TASK OBJECTIVE. Set down each entry exactly as given; pictures should not appear in the copy.

** Start of EXERCISE DATA **

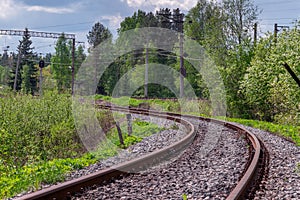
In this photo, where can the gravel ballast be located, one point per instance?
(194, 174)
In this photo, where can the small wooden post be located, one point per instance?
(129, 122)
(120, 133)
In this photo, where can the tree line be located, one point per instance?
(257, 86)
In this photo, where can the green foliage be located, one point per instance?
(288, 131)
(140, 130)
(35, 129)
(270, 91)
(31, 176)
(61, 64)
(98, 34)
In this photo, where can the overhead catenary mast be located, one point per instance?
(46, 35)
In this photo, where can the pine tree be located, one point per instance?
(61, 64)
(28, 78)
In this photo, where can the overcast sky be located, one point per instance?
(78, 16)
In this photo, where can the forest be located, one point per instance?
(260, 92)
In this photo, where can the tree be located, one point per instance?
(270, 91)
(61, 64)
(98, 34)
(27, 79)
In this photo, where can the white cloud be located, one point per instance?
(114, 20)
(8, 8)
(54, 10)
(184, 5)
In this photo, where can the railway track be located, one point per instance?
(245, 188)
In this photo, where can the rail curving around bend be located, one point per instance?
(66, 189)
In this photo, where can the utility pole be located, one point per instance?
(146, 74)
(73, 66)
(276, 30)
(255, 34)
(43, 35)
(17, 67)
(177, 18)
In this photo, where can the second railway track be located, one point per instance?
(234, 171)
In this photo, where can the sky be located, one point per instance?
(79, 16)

** End of EXERCISE DATA **

THE OUTPUT.
In this photo, where can the gravel ballast be located, one point per instance?
(194, 174)
In this photo, where can the small wooden post be located, one point per instance?
(129, 122)
(120, 133)
In this photo, where can the tree line be located, one point per instance?
(257, 86)
In this photo, where can the green foliage be located, one point per instance?
(288, 131)
(140, 130)
(35, 129)
(270, 91)
(31, 176)
(61, 64)
(98, 34)
In this photo, where can the overhead catenary mast be located, one point per instance?
(46, 35)
In this photo, where can the pine tree be located, one point per instance?
(61, 64)
(28, 78)
In this photo, where can the overcast sky be located, one point per instance?
(78, 16)
In this photo, where can the forest be located, one point per instance?
(260, 92)
In this photo, where can the tree be located, one point per instance?
(270, 91)
(61, 64)
(98, 34)
(27, 79)
In this photo, where can the white cloud be located, one point per instance?
(114, 20)
(8, 8)
(54, 10)
(184, 5)
In this photo, where can the railway track be located, one point per instance?
(245, 188)
In this photo, where can the rail curving around bend be located, one point per instance?
(66, 189)
In this photo, where can the utility pole be located, one point per instance?
(146, 74)
(73, 66)
(276, 30)
(255, 34)
(43, 35)
(17, 67)
(177, 18)
In this photo, where can the second railway track be located, one point per instance?
(234, 171)
In this photo, where can the sky be located, one point per instance?
(79, 16)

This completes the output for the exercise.